__Provided entries__:

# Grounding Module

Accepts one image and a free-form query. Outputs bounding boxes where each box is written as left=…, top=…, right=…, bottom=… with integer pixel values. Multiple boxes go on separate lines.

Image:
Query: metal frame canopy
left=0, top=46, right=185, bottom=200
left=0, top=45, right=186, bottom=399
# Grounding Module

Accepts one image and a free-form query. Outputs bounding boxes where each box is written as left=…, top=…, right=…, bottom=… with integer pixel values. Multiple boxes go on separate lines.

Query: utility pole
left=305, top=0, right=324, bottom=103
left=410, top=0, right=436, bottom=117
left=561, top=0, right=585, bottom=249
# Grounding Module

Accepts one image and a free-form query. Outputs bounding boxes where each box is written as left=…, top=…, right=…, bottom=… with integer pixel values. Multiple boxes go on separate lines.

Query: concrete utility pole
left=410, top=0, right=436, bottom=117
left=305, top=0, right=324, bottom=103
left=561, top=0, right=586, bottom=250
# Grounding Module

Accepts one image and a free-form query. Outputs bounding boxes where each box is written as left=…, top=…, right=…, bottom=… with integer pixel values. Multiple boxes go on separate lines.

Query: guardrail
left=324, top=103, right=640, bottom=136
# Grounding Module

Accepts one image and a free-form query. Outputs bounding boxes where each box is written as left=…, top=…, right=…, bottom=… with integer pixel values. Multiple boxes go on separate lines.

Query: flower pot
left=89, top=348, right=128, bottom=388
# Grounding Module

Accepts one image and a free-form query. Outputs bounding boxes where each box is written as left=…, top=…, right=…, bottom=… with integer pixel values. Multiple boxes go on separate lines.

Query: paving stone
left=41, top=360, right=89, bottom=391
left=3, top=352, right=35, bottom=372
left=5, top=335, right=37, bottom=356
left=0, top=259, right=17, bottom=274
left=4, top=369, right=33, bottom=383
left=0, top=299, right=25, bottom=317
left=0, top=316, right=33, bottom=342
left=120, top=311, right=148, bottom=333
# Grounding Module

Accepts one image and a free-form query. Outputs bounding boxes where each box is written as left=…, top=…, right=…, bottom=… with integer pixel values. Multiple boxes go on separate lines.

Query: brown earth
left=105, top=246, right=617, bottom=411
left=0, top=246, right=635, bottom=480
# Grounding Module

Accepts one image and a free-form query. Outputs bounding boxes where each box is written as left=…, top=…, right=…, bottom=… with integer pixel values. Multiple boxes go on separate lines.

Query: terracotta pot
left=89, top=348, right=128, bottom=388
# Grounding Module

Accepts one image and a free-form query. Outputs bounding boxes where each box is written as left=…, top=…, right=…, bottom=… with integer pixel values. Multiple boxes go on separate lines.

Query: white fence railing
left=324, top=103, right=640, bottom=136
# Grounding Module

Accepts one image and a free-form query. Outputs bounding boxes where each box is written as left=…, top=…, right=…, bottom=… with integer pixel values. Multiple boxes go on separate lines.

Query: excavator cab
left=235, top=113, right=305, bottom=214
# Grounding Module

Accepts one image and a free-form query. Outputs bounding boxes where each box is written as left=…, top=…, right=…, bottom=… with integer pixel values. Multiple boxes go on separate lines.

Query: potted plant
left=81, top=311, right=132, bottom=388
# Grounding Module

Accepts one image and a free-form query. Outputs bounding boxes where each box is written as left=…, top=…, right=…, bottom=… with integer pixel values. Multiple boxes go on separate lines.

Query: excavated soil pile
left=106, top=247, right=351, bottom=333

__Task instructions__:
Everything in the material should be repeated exactly as written.

__Response__:
# Grounding Module

Accepts one image and a free-form query. Outputs bounding boxes where each box is written as left=…, top=…, right=…, bottom=… with integer pixel values. Multiple boxes go on separate lines.

Image:
Query: metal frame canopy
left=0, top=46, right=185, bottom=200
left=0, top=45, right=186, bottom=399
# Grounding Module

Accepts one image and a free-form query. Outputs bounding boxes where each box is written as left=…, top=…, right=…, bottom=… with integer pixel values. Multiple boxes go on separate lines.

Query: utility pole
left=305, top=0, right=324, bottom=103
left=410, top=0, right=436, bottom=117
left=561, top=0, right=585, bottom=249
# Grounding Module

Accepts one image and a free-form query. Outputs bounding boxes where each box is written as left=…, top=…, right=…, bottom=… with integer pixel values. Multiple boxes go on separate lines.

Query: concrete utility pole
left=410, top=0, right=436, bottom=117
left=305, top=0, right=324, bottom=103
left=561, top=0, right=586, bottom=250
# Grounding Module

Accepts one image and a free-form query. Outputs bounding boxes where each box is written as left=…, top=…, right=…, bottom=… with integer pixel values. Multiple boxes go on separate lines.

Query: guardrail
left=324, top=103, right=640, bottom=136
# Grounding Module

Accepts one image and a free-form query. Outputs bounding boxes where each box is written as left=…, top=…, right=…, bottom=… with integer pixel values. Multiple boxes go on separate lines.

Query: flower pot
left=89, top=348, right=128, bottom=388
# Grounding Module

Accepts one image and a free-form query. Outputs bounding boxes where each box is written as left=…, top=…, right=…, bottom=… with integer pixel values. Multiple boxes go on separate lines.

Query: paving stone
left=41, top=360, right=89, bottom=391
left=3, top=352, right=35, bottom=372
left=5, top=335, right=37, bottom=356
left=0, top=259, right=17, bottom=274
left=4, top=369, right=33, bottom=383
left=0, top=299, right=25, bottom=317
left=0, top=316, right=33, bottom=342
left=120, top=311, right=148, bottom=333
# Grounding Module

Accepts one image and a free-form query. Outputs bounding boxes where each box is written as left=…, top=…, right=…, bottom=… with integer pixel values. Multiple boxes go on separate lines.

Query: brown earth
left=105, top=246, right=617, bottom=411
left=0, top=246, right=635, bottom=480
# Grounding Module

Accepts one image and a free-form query. Outputs bounding boxes where each box is written as left=…, top=…, right=…, bottom=… with integer pixel values. Multiple boxes go on separate lines.

Query: terracotta pot
left=89, top=348, right=128, bottom=388
# Grounding Module

Accepts one image and a free-form query. Outputs bounding boxes where each box is written as left=…, top=…, right=…, bottom=… with integer pixel values. Multiple boxes go on separate lines.

Query: white fence railing
left=324, top=103, right=640, bottom=136
# Grounding Module

Accepts one image and a free-form query. Outputs bounding boxes where each box is written as left=…, top=…, right=…, bottom=… with integer pixel values. Multiple boxes go on separate lines.

Query: excavator cab
left=235, top=113, right=305, bottom=214
# Grounding Module

Accepts one image and a free-form query. Outputs bounding boxes where each box is written as left=…, top=…, right=…, bottom=… with integer pixel values. Multiple boxes go on separate lines.

Query: potted plant
left=81, top=311, right=132, bottom=388
# Grounding Module

Accepts one image and a free-form query. Outputs bounding boxes where each box is written as left=…, top=…, right=…, bottom=… with integer pixel values. Multiple boxes go on separate lines.

Query: excavated soil pile
left=106, top=247, right=351, bottom=333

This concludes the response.